STORED RECORDS:
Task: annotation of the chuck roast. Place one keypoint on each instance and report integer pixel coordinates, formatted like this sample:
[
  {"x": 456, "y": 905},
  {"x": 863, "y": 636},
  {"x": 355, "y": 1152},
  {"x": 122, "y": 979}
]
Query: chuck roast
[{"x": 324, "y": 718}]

==

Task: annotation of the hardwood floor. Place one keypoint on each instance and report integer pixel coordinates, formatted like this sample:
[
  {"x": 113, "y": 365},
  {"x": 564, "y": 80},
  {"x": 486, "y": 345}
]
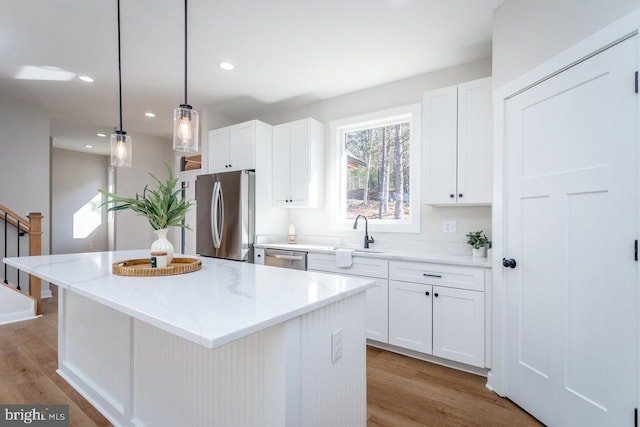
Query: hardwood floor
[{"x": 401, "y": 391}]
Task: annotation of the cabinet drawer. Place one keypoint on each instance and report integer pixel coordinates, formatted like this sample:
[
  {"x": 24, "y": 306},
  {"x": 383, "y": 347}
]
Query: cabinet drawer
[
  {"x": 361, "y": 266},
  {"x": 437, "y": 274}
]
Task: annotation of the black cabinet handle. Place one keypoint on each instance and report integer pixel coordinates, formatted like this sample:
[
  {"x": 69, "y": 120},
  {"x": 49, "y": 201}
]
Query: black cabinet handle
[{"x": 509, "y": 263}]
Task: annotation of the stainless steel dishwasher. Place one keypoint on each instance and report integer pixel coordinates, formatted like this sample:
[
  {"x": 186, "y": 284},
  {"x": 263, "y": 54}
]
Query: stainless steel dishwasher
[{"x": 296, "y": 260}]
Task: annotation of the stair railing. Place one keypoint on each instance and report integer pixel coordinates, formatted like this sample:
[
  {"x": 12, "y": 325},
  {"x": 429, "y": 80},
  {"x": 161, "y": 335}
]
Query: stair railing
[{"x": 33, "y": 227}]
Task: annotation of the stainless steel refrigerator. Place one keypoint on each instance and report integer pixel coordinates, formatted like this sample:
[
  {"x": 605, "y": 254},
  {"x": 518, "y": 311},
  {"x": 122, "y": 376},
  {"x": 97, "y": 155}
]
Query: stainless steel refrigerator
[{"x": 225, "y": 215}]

WHAT THE TASK REQUIRES:
Could you collect every line in the entries above that contains the string "railing"?

RESPONSE:
Task: annotation of the stair railing. Place one keypoint on each instance and report integer pixel coordinates, formatted like this sample:
Query: stair railing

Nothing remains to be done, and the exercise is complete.